◆ **ASSIGNED TASK**
Two lines in the data below mark the range: the one with "negative clicks: (255, 716)" and the one with "positive clicks: (116, 623) (222, 680)". Return both, along with every line between them, exactly.

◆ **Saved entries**
▬▬▬▬▬▬▬▬▬▬

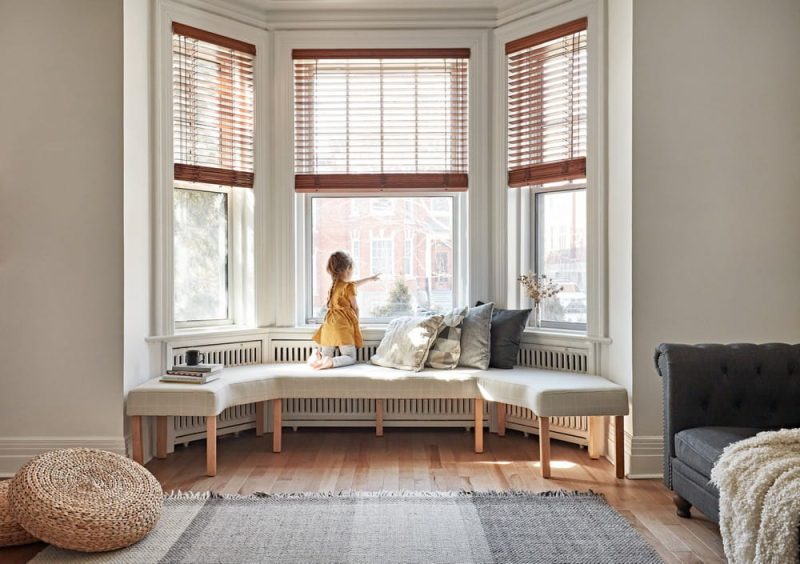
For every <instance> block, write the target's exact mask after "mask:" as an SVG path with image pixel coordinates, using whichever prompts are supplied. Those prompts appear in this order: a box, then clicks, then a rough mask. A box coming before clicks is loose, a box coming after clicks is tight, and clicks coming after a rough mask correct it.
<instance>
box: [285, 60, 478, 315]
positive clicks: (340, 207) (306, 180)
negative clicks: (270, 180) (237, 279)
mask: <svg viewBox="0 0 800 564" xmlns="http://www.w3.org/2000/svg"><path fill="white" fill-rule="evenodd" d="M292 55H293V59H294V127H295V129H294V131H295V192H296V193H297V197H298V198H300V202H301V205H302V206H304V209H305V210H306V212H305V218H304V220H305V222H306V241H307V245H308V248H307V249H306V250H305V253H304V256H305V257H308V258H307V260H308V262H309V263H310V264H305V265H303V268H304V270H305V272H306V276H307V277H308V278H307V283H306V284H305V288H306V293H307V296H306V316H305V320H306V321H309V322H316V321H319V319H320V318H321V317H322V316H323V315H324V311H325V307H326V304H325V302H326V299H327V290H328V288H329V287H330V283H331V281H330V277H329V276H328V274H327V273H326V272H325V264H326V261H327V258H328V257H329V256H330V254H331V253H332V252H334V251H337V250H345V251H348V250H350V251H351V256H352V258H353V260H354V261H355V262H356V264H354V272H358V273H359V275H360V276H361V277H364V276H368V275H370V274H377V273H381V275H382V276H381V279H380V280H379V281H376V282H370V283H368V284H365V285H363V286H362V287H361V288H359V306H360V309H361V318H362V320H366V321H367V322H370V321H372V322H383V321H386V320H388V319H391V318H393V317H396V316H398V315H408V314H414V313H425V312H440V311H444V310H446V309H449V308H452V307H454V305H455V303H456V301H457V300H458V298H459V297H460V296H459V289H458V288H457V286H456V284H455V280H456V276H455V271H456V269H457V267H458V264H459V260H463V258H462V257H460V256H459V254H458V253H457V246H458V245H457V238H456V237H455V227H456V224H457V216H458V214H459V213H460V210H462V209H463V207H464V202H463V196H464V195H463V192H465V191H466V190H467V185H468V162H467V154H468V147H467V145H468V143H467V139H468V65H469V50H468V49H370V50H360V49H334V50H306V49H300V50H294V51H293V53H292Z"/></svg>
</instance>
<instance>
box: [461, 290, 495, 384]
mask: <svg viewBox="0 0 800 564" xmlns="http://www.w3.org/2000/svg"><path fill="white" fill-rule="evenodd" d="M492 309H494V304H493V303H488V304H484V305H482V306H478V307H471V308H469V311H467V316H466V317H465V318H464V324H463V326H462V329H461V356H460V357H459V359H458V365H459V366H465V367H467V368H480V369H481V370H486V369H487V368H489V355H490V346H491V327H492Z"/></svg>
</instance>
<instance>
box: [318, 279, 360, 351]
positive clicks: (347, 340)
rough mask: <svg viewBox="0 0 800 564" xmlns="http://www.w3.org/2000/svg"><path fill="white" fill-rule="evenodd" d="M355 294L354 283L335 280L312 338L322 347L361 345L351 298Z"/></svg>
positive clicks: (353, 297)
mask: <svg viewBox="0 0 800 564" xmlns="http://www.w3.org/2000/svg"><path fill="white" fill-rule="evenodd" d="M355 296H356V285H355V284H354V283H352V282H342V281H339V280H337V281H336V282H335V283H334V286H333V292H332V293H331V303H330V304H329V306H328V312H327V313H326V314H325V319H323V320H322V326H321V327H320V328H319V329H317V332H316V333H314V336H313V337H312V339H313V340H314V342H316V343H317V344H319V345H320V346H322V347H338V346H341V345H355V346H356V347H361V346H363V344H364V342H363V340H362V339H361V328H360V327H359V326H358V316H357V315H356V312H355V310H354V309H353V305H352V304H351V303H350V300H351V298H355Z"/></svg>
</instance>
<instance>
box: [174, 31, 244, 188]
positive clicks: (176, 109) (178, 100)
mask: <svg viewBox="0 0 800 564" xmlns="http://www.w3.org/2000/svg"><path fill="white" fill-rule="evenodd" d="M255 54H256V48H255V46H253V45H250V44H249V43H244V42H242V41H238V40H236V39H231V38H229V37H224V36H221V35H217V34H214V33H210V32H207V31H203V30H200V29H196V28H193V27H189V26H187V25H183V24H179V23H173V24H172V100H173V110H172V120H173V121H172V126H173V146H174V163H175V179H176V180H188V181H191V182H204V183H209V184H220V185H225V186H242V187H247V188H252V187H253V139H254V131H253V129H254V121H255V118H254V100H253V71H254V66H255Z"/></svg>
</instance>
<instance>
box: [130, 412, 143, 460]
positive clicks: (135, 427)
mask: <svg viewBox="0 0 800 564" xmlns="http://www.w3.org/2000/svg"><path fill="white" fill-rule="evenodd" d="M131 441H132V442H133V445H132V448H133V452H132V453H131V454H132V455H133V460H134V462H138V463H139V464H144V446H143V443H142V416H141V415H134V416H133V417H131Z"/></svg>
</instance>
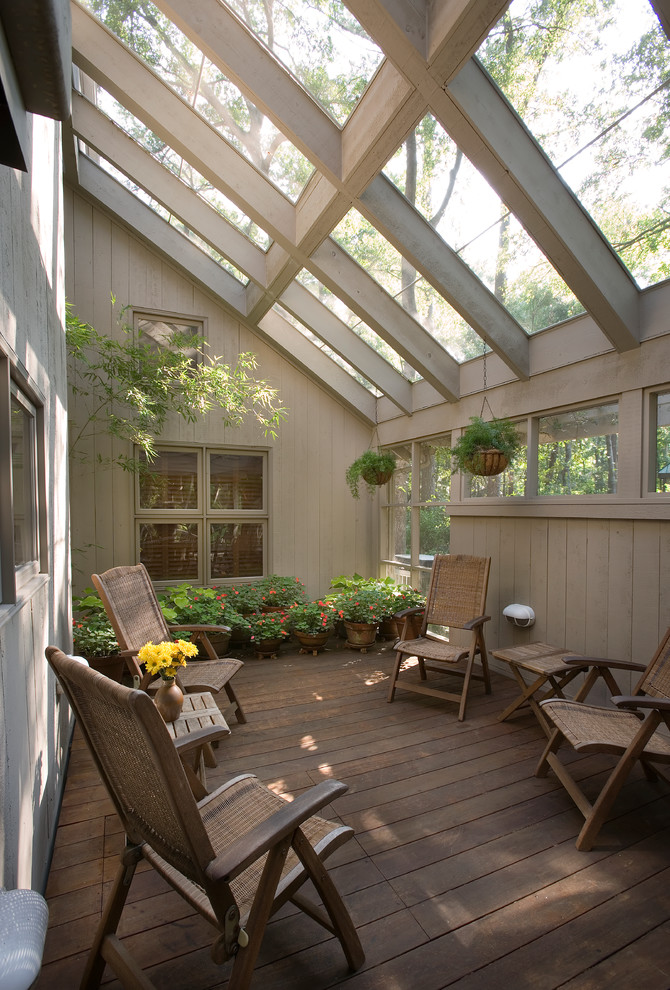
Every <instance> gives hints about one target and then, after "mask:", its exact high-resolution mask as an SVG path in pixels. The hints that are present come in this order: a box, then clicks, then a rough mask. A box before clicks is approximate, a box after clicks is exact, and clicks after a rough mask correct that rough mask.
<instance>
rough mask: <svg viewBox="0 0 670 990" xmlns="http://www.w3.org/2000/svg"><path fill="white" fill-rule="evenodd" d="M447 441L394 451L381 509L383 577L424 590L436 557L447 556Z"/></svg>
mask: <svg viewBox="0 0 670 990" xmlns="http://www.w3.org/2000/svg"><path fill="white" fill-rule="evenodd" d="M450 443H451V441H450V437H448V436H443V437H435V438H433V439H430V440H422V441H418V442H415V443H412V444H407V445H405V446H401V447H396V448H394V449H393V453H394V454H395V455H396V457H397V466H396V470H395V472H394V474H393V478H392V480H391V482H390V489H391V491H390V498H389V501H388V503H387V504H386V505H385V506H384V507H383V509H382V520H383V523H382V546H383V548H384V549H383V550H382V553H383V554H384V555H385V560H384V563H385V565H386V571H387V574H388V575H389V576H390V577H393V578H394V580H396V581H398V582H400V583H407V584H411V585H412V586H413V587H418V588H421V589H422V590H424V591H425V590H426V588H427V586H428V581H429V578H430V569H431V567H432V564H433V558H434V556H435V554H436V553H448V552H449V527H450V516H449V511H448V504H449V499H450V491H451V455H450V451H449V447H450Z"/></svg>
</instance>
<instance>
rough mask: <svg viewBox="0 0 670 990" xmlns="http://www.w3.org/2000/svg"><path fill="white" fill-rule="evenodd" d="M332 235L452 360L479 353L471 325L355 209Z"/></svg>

▬▬▬▬▬▬▬▬▬▬

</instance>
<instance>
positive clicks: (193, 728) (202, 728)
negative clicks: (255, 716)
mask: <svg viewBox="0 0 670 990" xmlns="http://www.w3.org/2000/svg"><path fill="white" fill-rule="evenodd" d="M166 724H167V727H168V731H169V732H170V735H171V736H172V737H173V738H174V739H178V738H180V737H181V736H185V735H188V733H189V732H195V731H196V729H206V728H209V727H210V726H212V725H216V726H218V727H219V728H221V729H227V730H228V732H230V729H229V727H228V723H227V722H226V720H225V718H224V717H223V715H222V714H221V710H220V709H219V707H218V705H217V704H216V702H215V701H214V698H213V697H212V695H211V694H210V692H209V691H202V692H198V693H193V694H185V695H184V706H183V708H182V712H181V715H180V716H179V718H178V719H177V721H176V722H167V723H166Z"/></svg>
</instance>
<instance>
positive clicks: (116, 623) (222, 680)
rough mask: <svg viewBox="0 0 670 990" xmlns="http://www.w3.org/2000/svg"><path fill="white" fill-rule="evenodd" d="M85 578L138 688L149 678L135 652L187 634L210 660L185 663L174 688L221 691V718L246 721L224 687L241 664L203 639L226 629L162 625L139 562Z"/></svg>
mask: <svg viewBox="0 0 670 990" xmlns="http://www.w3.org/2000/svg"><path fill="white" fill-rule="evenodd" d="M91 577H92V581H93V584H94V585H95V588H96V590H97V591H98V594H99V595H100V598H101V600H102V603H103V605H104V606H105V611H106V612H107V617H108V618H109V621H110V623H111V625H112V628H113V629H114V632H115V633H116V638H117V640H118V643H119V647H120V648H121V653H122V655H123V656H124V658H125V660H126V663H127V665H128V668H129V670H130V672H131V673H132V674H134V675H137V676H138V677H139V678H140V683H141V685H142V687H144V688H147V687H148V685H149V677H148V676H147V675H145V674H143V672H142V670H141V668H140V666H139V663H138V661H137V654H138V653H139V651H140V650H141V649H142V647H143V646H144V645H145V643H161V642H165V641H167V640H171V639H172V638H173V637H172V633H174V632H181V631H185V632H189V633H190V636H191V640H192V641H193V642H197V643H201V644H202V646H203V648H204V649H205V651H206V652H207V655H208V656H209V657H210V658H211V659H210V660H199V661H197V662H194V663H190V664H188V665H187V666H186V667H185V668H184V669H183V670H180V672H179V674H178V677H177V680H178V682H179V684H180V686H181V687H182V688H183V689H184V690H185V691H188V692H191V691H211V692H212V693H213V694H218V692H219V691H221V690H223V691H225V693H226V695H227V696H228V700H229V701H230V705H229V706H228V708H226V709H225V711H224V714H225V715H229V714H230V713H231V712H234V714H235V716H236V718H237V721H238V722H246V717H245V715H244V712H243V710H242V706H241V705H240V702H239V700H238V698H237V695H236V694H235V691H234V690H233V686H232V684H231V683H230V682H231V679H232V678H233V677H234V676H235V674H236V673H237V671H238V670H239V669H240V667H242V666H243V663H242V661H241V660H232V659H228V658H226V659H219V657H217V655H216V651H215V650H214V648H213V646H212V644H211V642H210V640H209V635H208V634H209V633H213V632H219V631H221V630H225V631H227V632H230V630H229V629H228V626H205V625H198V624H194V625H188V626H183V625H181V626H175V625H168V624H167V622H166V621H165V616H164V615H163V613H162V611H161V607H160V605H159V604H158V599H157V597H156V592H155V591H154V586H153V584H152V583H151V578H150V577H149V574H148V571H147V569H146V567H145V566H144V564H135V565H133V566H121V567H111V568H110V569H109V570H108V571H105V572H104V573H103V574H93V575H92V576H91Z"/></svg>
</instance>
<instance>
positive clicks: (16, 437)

▬▬▬▬▬▬▬▬▬▬

◆ **RESULT OF THIS TASK**
negative clicks: (255, 716)
mask: <svg viewBox="0 0 670 990" xmlns="http://www.w3.org/2000/svg"><path fill="white" fill-rule="evenodd" d="M166 724H167V727H168V731H169V732H170V735H171V736H172V737H173V738H174V739H178V738H180V737H181V736H185V735H188V733H189V732H195V731H196V729H206V728H209V727H210V726H212V725H216V726H218V727H219V728H221V729H227V730H228V732H230V729H229V727H228V723H227V722H226V720H225V718H224V717H223V715H222V714H221V710H220V709H219V707H218V705H217V704H216V702H215V701H214V698H213V697H212V695H211V694H210V692H209V691H202V692H198V693H193V694H185V695H184V706H183V708H182V712H181V715H180V716H179V718H178V719H177V721H176V722H167V723H166Z"/></svg>
</instance>
<instance>
positive clicks: (116, 623) (222, 680)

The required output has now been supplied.